THE REQUEST. Carry all of the items below into your reply, requests included, and add 135 to every x and y coordinate in the answers. Leave the pictures out.

SUPPLIED ENTRIES.

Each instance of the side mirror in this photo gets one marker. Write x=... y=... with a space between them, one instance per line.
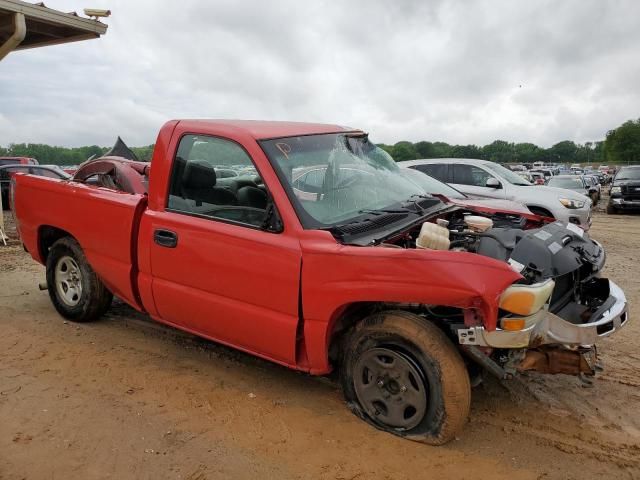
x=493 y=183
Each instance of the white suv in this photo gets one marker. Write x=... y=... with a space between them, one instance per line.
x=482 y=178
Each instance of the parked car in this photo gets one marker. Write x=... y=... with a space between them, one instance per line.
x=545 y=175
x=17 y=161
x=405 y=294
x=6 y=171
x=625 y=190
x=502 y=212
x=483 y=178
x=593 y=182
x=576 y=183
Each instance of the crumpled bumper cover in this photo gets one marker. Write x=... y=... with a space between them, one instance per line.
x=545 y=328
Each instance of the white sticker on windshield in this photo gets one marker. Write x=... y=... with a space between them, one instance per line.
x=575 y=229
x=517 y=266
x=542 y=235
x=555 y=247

SOLUTION TO THIS PROBLEM.
Each instance of the side mirror in this photo gets one marker. Write x=... y=... with a space between them, one instance per line.
x=628 y=318
Each instance of the white suv in this photo gets one marker. Write x=... y=... with a space between them, one instance per line.
x=617 y=313
Each instance of the parked car in this photo gets one marker. Write x=... y=... with a space between them, one instance per line.
x=680 y=310
x=152 y=296
x=540 y=429
x=141 y=306
x=760 y=325
x=637 y=347
x=618 y=313
x=728 y=317
x=711 y=318
Each instance of the crumpled bumper cover in this photo gets one marker. Write x=... y=... with a space between them, one instance per line.
x=680 y=463
Each instance of the white sticker on windshield in this photo gets one marker. Write x=... y=... with a space between them, one instance per line.
x=710 y=364
x=652 y=401
x=677 y=370
x=690 y=382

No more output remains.